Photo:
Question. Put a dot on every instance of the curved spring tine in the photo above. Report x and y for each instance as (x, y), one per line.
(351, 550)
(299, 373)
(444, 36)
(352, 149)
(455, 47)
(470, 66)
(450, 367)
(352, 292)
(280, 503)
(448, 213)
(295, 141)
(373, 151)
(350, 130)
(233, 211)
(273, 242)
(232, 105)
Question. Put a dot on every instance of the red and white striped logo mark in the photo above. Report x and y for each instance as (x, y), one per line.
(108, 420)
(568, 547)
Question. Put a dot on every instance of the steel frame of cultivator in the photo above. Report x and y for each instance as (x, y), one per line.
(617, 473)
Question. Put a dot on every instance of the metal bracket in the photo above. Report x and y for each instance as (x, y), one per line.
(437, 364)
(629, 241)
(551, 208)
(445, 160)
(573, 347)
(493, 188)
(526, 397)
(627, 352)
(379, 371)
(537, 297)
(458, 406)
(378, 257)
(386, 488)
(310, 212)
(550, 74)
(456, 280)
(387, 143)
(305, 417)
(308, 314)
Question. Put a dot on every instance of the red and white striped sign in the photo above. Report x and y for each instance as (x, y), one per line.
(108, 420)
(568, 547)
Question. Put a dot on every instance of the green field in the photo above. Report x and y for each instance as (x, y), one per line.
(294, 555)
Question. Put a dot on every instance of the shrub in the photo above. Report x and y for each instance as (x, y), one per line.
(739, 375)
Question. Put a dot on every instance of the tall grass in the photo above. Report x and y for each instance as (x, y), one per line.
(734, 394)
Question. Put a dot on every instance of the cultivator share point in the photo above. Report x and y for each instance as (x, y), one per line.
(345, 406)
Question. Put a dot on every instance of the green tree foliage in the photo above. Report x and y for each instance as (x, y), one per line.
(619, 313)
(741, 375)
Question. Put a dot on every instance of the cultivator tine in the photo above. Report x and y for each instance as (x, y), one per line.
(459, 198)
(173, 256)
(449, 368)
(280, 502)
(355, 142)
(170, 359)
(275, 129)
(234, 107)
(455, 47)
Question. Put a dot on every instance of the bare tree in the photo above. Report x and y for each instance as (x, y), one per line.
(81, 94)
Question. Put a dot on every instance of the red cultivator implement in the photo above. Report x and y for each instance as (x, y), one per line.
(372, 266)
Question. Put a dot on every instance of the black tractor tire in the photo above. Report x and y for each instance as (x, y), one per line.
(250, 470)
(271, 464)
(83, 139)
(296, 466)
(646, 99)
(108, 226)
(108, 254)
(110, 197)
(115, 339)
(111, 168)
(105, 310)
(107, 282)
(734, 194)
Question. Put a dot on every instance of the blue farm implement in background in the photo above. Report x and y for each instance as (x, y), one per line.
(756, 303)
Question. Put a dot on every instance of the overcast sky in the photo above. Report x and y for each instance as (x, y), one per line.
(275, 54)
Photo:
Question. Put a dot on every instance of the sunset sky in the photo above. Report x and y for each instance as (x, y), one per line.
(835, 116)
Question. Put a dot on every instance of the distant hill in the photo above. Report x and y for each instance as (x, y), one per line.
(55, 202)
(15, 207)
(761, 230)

* _Exercise_:
Retype the whole listing, matching it exactly.

* _Exercise answer_:
Photo:
Question. Put a dot on every instance of the curved spring tine in the photo above. Report x and y for each instance as (x, y), one per line.
(351, 550)
(299, 373)
(444, 36)
(352, 149)
(455, 47)
(470, 66)
(450, 367)
(352, 292)
(280, 503)
(448, 213)
(295, 141)
(373, 151)
(350, 130)
(233, 211)
(273, 242)
(232, 105)
Question. Put a dot on every instance of the red and white striped logo mark in the photo above. Report x and y for each instance as (x, y), one per line.
(108, 420)
(568, 547)
Question. Put a dot on every instance of the steel frame of cultivator in the photo above. Report x and y for each instance as (x, y), one per line.
(617, 473)
Question. Put a dot on every instance of the metal bracket in the photo above. Report x and y for each instance as (x, y), one per line.
(437, 364)
(629, 241)
(551, 208)
(445, 160)
(573, 347)
(493, 188)
(526, 397)
(627, 352)
(379, 371)
(537, 297)
(458, 406)
(378, 257)
(386, 488)
(310, 212)
(550, 74)
(456, 280)
(387, 143)
(305, 417)
(308, 314)
Question. Put a dot on every instance of the red and white striped sign in the photo above. Report x and y for each instance as (x, y), one per line.
(108, 420)
(568, 547)
Question. Put a dot on every instance of the green field in the photo above. Report x and y for each instance as (x, y), one per line.
(294, 555)
Question. Put a dot on every instance of the shrub in the photo above. Report x and y for each instance as (x, y), one per line.
(739, 375)
Question. Put a dot on every instance of the tall grass in the photo above. Report x and y for each instance as (x, y), one per line.
(734, 394)
Question. Put a dot on every instance of the cultivator share point in the photo above. Report x and y for each instance as (x, y), one per line.
(345, 406)
Question. Put a dot on every instance of the green tree foliage in the photo above. Report x and y for each instance as (x, y), one per line.
(619, 313)
(741, 375)
Question. Put a dot on every instance of the cultivator tine in the photo above. Report x and y for each instance as (x, y), one per line.
(459, 198)
(173, 256)
(449, 368)
(280, 502)
(355, 142)
(170, 359)
(275, 129)
(234, 107)
(455, 47)
Question. Put a dot on every instance of the bare tree in the photo above. Report x and y for each instance as (x, y), one per line.
(81, 94)
Question. Put a dot on every instance of the red cultivator implement in the photo above. Report x and y for each instance as (x, y), one per line.
(372, 266)
Question. Put a dot on every instance of the black tractor tire in the photo above. Report x and y for each instance as (x, y), one per line.
(250, 470)
(271, 464)
(83, 139)
(296, 466)
(646, 99)
(108, 226)
(108, 254)
(110, 197)
(115, 339)
(111, 168)
(105, 310)
(107, 282)
(734, 194)
Question. Put a dot on every instance of the blue farm implement in background in the photo above. Report x and y for each instance as (x, y), one per line.
(756, 303)
Question. Put a dot on every instance of the overcast sky in the photo above. Report x and y for each instance as (x, y), one per line.
(275, 54)
Photo:
Question. Put a dot on every instance of the sunset sky in the photo above. Report x and y for each instance as (x, y), one per line.
(835, 116)
Question. Put a dot on every instance of the distant hill in the photo above. Report x and y for each instance as (x, y), one per line.
(55, 202)
(15, 207)
(761, 230)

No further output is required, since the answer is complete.